Data for processing.
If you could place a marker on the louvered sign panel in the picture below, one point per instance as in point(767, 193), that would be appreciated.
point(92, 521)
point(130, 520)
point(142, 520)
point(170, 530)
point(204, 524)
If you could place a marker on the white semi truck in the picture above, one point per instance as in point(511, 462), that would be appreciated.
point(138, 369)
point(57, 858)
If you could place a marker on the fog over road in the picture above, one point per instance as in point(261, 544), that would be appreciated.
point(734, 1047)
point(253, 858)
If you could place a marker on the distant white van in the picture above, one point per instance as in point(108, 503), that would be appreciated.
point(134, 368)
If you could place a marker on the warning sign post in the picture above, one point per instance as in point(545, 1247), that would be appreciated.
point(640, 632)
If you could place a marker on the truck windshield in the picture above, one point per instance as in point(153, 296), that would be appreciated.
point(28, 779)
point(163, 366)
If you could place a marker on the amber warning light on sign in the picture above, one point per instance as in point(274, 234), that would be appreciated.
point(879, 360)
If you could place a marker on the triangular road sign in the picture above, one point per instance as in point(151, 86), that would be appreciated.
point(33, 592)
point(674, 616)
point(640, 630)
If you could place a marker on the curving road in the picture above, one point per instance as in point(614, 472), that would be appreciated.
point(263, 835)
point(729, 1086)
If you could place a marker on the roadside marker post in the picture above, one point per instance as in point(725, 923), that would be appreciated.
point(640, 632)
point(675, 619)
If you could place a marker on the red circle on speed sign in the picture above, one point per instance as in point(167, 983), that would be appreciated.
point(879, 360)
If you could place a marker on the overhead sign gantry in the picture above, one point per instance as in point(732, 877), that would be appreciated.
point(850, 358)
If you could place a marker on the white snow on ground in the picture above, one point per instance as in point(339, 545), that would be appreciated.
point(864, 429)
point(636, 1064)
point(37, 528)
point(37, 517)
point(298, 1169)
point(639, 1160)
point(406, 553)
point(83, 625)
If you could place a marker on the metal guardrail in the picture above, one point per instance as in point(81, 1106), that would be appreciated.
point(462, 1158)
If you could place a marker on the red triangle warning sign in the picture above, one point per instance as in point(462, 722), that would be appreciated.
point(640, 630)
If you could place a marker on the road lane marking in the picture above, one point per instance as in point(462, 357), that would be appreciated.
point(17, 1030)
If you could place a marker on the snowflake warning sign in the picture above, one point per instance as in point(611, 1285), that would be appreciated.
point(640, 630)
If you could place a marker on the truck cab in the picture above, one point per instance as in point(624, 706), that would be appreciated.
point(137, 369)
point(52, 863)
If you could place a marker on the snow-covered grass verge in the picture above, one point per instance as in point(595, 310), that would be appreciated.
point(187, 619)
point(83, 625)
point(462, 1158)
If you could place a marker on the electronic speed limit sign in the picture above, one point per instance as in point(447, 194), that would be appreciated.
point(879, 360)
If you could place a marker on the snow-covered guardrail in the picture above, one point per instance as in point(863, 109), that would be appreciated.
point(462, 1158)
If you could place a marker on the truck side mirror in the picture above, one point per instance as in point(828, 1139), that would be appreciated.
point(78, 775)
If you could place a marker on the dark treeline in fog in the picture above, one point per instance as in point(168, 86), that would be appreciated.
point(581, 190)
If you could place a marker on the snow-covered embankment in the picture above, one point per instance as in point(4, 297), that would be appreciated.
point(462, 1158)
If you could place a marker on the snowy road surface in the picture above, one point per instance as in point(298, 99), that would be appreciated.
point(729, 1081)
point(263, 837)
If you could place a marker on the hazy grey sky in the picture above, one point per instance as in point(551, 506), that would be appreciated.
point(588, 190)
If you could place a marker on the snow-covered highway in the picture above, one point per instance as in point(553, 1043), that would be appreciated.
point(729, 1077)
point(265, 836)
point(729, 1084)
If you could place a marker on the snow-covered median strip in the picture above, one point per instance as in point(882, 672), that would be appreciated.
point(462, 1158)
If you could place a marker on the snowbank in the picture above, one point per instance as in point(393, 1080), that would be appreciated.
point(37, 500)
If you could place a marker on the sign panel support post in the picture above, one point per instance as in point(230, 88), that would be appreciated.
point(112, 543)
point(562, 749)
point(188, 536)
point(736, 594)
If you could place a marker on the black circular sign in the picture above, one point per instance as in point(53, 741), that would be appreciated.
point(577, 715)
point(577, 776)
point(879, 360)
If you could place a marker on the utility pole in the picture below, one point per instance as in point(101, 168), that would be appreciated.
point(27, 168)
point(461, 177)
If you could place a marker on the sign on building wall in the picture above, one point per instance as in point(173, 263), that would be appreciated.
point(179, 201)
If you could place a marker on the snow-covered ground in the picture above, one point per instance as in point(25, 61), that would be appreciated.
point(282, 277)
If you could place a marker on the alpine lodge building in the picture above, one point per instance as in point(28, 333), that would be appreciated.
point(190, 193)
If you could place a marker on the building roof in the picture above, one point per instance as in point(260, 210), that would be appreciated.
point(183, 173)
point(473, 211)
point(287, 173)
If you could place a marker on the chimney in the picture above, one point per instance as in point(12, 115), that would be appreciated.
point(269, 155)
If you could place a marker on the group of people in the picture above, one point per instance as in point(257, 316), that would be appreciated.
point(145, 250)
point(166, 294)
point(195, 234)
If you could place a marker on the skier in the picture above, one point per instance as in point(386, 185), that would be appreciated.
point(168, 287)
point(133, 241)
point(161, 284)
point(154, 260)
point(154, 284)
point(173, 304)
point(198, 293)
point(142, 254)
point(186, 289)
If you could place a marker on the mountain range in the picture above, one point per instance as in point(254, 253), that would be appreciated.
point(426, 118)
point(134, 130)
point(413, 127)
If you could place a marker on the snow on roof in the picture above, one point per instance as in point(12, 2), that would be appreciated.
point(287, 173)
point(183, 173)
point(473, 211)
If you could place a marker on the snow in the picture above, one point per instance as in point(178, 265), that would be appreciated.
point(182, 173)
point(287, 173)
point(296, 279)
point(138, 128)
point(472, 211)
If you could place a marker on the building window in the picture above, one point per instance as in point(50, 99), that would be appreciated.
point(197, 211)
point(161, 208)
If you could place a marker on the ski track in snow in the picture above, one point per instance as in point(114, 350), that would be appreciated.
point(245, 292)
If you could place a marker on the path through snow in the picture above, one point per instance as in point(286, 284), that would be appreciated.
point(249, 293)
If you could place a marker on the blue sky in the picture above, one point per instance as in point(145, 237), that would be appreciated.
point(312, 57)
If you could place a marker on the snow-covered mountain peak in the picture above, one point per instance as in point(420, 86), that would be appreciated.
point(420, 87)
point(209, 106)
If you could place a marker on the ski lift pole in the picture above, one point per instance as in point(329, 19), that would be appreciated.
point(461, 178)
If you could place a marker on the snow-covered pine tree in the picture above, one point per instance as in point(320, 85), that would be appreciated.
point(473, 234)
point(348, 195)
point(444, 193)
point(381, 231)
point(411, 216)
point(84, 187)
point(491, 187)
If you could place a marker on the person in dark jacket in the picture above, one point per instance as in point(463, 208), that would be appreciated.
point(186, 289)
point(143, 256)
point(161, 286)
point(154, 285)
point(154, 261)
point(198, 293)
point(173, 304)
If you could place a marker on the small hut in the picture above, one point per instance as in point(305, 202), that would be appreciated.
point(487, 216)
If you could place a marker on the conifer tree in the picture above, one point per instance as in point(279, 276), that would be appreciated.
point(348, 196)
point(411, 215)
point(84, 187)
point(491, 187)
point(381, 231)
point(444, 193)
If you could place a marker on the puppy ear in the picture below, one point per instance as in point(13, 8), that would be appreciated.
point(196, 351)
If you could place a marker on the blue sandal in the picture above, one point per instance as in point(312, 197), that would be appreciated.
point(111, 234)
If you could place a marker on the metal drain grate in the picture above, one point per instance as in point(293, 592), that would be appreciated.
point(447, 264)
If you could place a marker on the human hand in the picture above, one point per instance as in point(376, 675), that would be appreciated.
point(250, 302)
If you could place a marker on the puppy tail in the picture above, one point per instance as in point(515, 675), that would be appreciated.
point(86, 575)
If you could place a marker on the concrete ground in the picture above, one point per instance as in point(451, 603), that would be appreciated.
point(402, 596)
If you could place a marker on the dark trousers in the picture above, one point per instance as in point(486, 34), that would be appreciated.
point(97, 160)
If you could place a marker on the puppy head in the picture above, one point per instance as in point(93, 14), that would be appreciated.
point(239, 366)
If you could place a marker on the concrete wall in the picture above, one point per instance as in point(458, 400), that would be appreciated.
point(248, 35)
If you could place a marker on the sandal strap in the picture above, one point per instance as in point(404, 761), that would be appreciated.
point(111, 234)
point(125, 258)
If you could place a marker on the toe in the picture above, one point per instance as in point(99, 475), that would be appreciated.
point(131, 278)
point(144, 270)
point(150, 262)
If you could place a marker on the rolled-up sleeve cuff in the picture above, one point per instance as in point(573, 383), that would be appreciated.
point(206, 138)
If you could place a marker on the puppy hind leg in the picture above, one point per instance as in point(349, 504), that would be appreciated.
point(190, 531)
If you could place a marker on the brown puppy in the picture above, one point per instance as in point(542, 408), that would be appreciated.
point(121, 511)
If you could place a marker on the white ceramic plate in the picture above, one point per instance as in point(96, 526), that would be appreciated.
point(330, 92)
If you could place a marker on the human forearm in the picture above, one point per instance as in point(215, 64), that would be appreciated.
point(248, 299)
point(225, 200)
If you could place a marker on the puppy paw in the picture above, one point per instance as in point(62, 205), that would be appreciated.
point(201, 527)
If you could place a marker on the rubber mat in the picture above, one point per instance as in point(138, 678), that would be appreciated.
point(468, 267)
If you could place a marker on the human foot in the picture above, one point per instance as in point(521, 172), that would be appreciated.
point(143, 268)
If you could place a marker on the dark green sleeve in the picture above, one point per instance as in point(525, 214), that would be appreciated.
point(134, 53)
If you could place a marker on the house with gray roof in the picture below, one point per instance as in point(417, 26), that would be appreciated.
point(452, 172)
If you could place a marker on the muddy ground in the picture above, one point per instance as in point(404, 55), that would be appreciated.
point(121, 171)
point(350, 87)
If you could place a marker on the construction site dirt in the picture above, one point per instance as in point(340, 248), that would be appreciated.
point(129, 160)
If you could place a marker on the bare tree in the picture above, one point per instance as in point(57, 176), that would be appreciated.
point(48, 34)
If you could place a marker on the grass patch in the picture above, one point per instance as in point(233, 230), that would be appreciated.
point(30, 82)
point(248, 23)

Job.
Arrange the records from the line with "If you could place a marker on the sandal" up to and including the line with "point(206, 138)" as a JSON list of strings, with one string per line and blank lines omitted.

Final result.
[
  "If you could place a marker on the sandal strap in the picture above, one point per instance as in point(404, 761), that would be appreciated.",
  "point(111, 234)",
  "point(125, 258)",
  "If you could place a marker on the toe in the picture above, one point per instance as in point(99, 475), that would be appreciated.",
  "point(131, 278)",
  "point(144, 270)",
  "point(150, 262)",
  "If you could place a marker on the rolled-up sleeve cuff in the picture above, one point per instance as in point(573, 383), that would be appreciated.",
  "point(206, 138)"
]